◆ Input
###
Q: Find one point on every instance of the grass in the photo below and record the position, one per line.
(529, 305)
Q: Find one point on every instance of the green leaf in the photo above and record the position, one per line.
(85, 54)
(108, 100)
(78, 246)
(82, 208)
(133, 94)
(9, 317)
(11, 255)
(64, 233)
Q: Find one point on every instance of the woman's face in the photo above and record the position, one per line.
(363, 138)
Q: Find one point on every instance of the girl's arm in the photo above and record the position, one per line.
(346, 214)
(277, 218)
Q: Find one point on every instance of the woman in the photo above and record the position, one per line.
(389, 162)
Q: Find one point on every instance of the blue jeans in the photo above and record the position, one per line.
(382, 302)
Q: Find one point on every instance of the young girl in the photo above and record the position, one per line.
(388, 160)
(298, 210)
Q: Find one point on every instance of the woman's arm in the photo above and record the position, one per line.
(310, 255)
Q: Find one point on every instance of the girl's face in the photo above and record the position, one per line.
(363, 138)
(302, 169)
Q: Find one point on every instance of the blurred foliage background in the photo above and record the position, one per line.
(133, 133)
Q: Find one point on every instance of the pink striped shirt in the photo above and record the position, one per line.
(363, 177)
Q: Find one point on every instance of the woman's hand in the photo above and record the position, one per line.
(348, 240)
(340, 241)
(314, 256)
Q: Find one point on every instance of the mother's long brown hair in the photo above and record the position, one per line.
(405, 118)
###
Copy out all of the lines above word for word, with nothing changed.

◆ Task solution
Q: Find one point on every instance of the grass in the photo below and record the position, one per line.
(529, 305)
Q: Find one point on every instance of the green leaf in the photo above and record the position, one per line.
(85, 54)
(108, 100)
(78, 246)
(82, 208)
(133, 94)
(9, 317)
(11, 255)
(64, 233)
Q: Find one point on every instance of the woman's face in the photo above and record the position, one per line.
(363, 138)
Q: Find one point on every instance of the girl's arm in the photo above and record the position, one per line.
(346, 214)
(277, 218)
Q: Find one point on every instance of the woman in the photo above and record the position, one per line.
(389, 162)
Q: Find one point on every instance of the blue jeans in the photo above and record the position, one per line.
(382, 302)
Q: Find one point on every instance of the young girl in the photo above and record the position, one per line.
(388, 160)
(298, 210)
Q: Find one point on every instance of the woman's arm in the photo above and record the position, one per line.
(310, 255)
Q: Find one point on every instance of the girl's face in the photo above and record the position, one per line.
(363, 138)
(302, 169)
Q: Find one point on every instance of the blurred foliage background in the photo above and record the position, one per line.
(133, 133)
Q: Find one point on every instance of the pink striped shirt in the photo above and record the position, one per line.
(363, 177)
Q: Find one point on every instance of the woman's hand in the photo above and record the position, one per line.
(348, 240)
(340, 241)
(314, 256)
Q: Find one point on every instance of the mother's long brown hair in the photo above and record the position, one per line.
(405, 118)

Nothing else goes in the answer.